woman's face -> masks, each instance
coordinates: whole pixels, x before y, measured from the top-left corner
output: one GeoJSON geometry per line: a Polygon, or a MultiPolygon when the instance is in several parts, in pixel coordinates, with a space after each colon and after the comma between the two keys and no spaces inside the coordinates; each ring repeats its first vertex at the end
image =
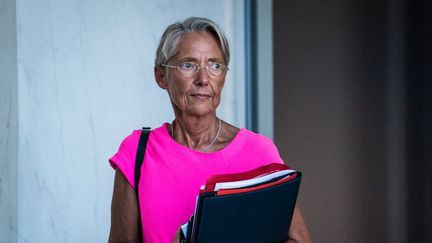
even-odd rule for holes
{"type": "Polygon", "coordinates": [[[209,63],[223,62],[222,51],[217,42],[207,33],[186,33],[178,45],[178,52],[169,65],[196,63],[200,70],[185,77],[175,68],[156,68],[158,85],[166,89],[176,112],[192,116],[203,116],[215,112],[220,102],[226,71],[219,77],[210,75],[205,69],[209,63]]]}

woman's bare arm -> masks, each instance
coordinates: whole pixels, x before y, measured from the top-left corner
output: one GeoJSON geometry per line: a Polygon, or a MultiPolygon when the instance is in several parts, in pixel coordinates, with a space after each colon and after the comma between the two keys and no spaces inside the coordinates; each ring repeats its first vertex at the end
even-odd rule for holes
{"type": "Polygon", "coordinates": [[[109,243],[139,242],[138,203],[135,190],[117,169],[111,202],[111,230],[109,243]]]}
{"type": "Polygon", "coordinates": [[[288,232],[289,240],[286,243],[310,243],[312,242],[309,231],[306,227],[306,223],[303,218],[303,214],[300,211],[300,207],[296,205],[294,209],[291,226],[288,232]]]}

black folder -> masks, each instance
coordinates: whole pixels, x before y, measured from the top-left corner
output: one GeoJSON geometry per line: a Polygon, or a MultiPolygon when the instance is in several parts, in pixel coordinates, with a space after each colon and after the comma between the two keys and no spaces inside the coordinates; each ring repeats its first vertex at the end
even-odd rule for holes
{"type": "Polygon", "coordinates": [[[188,243],[280,243],[288,240],[302,174],[242,193],[201,193],[188,223],[188,243]]]}

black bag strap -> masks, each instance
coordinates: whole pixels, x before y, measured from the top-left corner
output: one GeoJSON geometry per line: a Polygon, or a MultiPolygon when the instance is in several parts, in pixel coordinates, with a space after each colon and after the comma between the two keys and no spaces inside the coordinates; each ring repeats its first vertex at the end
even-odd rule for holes
{"type": "Polygon", "coordinates": [[[140,176],[141,176],[141,165],[143,163],[144,160],[144,154],[146,151],[146,147],[147,147],[147,141],[150,135],[150,127],[143,127],[142,131],[141,131],[141,136],[138,142],[138,148],[137,148],[137,153],[136,153],[136,157],[135,157],[135,193],[136,193],[136,198],[137,198],[137,202],[138,202],[138,230],[139,230],[139,237],[140,237],[140,242],[142,242],[142,227],[141,227],[141,213],[140,213],[140,204],[139,204],[139,195],[138,195],[138,184],[139,184],[139,180],[140,180],[140,176]]]}

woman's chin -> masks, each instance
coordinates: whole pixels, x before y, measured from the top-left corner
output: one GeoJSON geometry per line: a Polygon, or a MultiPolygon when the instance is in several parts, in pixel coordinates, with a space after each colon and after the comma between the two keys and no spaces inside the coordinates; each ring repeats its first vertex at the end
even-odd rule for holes
{"type": "Polygon", "coordinates": [[[215,107],[198,106],[198,107],[193,107],[191,109],[188,109],[187,114],[190,114],[192,116],[206,116],[211,113],[215,113],[215,111],[216,111],[215,107]]]}

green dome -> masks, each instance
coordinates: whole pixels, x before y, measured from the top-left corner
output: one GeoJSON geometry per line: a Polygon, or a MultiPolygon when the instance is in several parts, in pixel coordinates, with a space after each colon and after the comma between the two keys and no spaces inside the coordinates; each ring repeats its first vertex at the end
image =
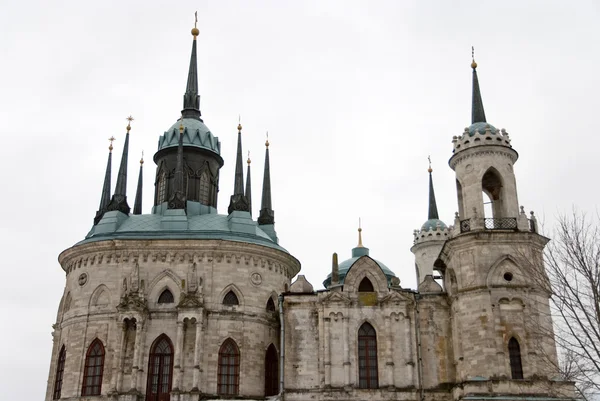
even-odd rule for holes
{"type": "Polygon", "coordinates": [[[206,149],[221,155],[221,142],[214,136],[206,125],[195,118],[178,120],[158,138],[158,150],[177,147],[179,145],[179,126],[183,122],[183,146],[193,146],[206,149]]]}
{"type": "Polygon", "coordinates": [[[485,122],[482,122],[482,123],[473,123],[469,127],[469,136],[475,135],[475,131],[479,131],[480,134],[484,134],[485,130],[486,130],[486,128],[488,126],[490,127],[490,131],[492,132],[492,134],[496,134],[496,132],[498,132],[498,130],[496,129],[496,127],[494,127],[492,124],[488,124],[488,123],[485,123],[485,122]]]}
{"type": "MultiPolygon", "coordinates": [[[[340,263],[338,265],[338,274],[339,274],[340,284],[344,284],[344,280],[346,279],[346,275],[350,271],[350,268],[354,265],[354,263],[356,263],[356,261],[358,259],[362,258],[363,256],[369,256],[369,248],[356,247],[356,248],[352,249],[352,257],[348,260],[344,260],[342,263],[340,263]]],[[[383,274],[385,274],[385,277],[387,278],[388,283],[391,283],[392,278],[396,277],[394,272],[391,271],[382,262],[380,262],[376,259],[373,259],[373,261],[375,263],[377,263],[377,265],[381,268],[381,270],[383,271],[383,274]]],[[[329,288],[330,285],[331,285],[331,273],[329,273],[327,275],[327,278],[325,279],[325,281],[323,281],[323,286],[325,288],[329,288]]]]}
{"type": "Polygon", "coordinates": [[[444,223],[440,219],[429,219],[425,223],[423,223],[423,225],[421,226],[421,231],[429,231],[430,228],[435,230],[438,226],[438,223],[440,223],[440,228],[442,230],[448,228],[446,223],[444,223]]]}

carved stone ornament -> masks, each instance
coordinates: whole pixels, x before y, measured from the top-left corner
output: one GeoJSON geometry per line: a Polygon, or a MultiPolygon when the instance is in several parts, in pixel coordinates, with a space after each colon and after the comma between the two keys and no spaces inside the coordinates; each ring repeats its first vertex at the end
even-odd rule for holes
--------------------------------------------------
Could the listing above be printed again in full, with every picture omitted?

**Answer section:**
woman's face -> masks, each instance
coordinates: whole pixels, x before y, measured from the top-left corner
output: one GeoJSON geometry per line: a Polygon, or a MultiPolygon when the instance is in several parts, in pixel coordinates, with a space after each colon and after the comma between the two keys and no spaces inside the coordinates; each ring repeats its first vertex at the end
image =
even-odd rule for holes
{"type": "Polygon", "coordinates": [[[209,63],[223,62],[222,51],[217,42],[207,33],[186,33],[178,45],[178,52],[169,65],[196,63],[200,70],[185,77],[175,68],[156,68],[158,85],[166,89],[176,112],[192,116],[203,116],[215,112],[220,102],[226,71],[219,77],[210,75],[205,69],[209,63]]]}

woman's bare arm -> masks, each instance
coordinates: whole pixels, x before y, measured from the top-left corner
output: one GeoJSON geometry per line: a Polygon, or a MultiPolygon when the instance is in several parts, in pixel coordinates, with a space after each colon and after the comma between the two keys and no spaces inside the coordinates; each ring repeats its first vertex at the end
even-odd rule for holes
{"type": "Polygon", "coordinates": [[[109,243],[139,242],[138,203],[135,190],[117,169],[111,202],[111,230],[109,243]]]}
{"type": "Polygon", "coordinates": [[[288,232],[289,240],[286,243],[310,243],[312,242],[309,231],[306,227],[306,223],[303,218],[303,214],[300,211],[300,207],[296,205],[294,209],[291,226],[288,232]]]}

black folder -> masks, each instance
coordinates: whole pixels, x before y, measured from the top-left corner
output: one GeoJSON geometry per line: a Polygon, or a MultiPolygon when the instance is in several parts, in pixel coordinates, with a space after each colon and after the comma between the two keys and no spaces inside the coordinates; each ring repeats its first vertex at the end
even-odd rule for holes
{"type": "Polygon", "coordinates": [[[188,243],[280,243],[288,240],[302,174],[242,193],[201,193],[188,223],[188,243]]]}

black bag strap -> masks, each instance
coordinates: whole pixels, x before y, measured from the top-left corner
output: one GeoJSON geometry per line: a Polygon, or a MultiPolygon when the instance is in several parts, in pixel coordinates, with a space after each colon and after the comma between the two keys and no spaces inside the coordinates; each ring repeats its first vertex at the end
even-odd rule for holes
{"type": "Polygon", "coordinates": [[[140,176],[141,176],[141,165],[143,163],[144,160],[144,154],[146,151],[146,147],[147,147],[147,141],[150,135],[150,127],[143,127],[142,131],[141,131],[141,136],[138,142],[138,148],[137,148],[137,153],[136,153],[136,157],[135,157],[135,193],[136,193],[136,198],[137,198],[137,202],[138,202],[138,230],[139,230],[139,237],[140,237],[140,242],[142,242],[142,227],[141,227],[141,213],[140,213],[140,204],[139,204],[139,195],[138,195],[138,184],[139,184],[139,180],[140,180],[140,176]]]}

woman's chin -> masks, each instance
coordinates: whole pixels, x before y, measured from the top-left corner
output: one GeoJSON geometry per line: a Polygon, or a MultiPolygon when the instance is in several parts, in pixel coordinates, with a space after each colon and after the comma between the two keys and no spaces inside the coordinates; each ring repeats its first vertex at the end
even-odd rule for holes
{"type": "Polygon", "coordinates": [[[215,107],[198,106],[198,107],[193,107],[191,109],[188,109],[187,114],[190,114],[192,116],[206,116],[211,113],[215,113],[215,111],[216,111],[215,107]]]}

green dome -> masks, each instance
coordinates: whole pixels, x before y, measured from the top-left corner
output: one GeoJSON geometry per line: a Polygon, or a MultiPolygon when the instance is in several parts, in pixel coordinates, with a space after each colon and after the comma between the two keys and no spaces inside the coordinates; each ring repeats its first vertex at the end
image =
even-odd rule for holes
{"type": "Polygon", "coordinates": [[[206,149],[221,155],[221,142],[214,136],[206,125],[195,118],[178,120],[158,138],[158,150],[177,147],[179,145],[179,126],[183,122],[183,146],[193,146],[206,149]]]}
{"type": "Polygon", "coordinates": [[[485,122],[482,122],[482,123],[473,123],[469,127],[469,136],[475,135],[475,131],[479,131],[480,134],[484,134],[485,130],[486,130],[486,128],[488,126],[490,127],[490,131],[492,132],[492,134],[496,134],[496,132],[498,132],[498,130],[496,129],[496,127],[494,127],[492,124],[488,124],[488,123],[485,123],[485,122]]]}
{"type": "MultiPolygon", "coordinates": [[[[340,263],[338,265],[338,274],[339,274],[340,284],[344,284],[344,280],[346,279],[346,275],[350,271],[350,268],[354,265],[354,263],[356,263],[356,261],[358,259],[362,258],[363,256],[369,256],[369,248],[356,247],[356,248],[352,249],[352,257],[348,260],[344,260],[342,263],[340,263]]],[[[383,274],[385,274],[385,277],[387,278],[388,283],[391,283],[392,278],[396,277],[394,272],[391,271],[382,262],[380,262],[376,259],[373,259],[373,261],[375,263],[377,263],[377,265],[381,268],[381,270],[383,271],[383,274]]],[[[329,288],[330,285],[331,285],[331,273],[329,273],[327,275],[327,278],[325,279],[325,281],[323,281],[323,286],[325,288],[329,288]]]]}
{"type": "Polygon", "coordinates": [[[444,223],[440,219],[429,219],[425,223],[423,223],[423,225],[421,226],[421,231],[429,231],[430,228],[435,230],[438,226],[438,223],[440,223],[440,228],[442,230],[448,228],[446,223],[444,223]]]}

carved stone ornament -> masks, each instance
coordinates: whole pixels, x before y, measured from the top-left corner
output: one GeoJSON geometry per line: a Polygon, or a MultiPolygon when the instance is in several parts, in pixel coordinates, with a space after each colon and after the comma between the two keys and no spaces inside the coordinates; each ring repeats its first vertex at the end
even-odd rule for holes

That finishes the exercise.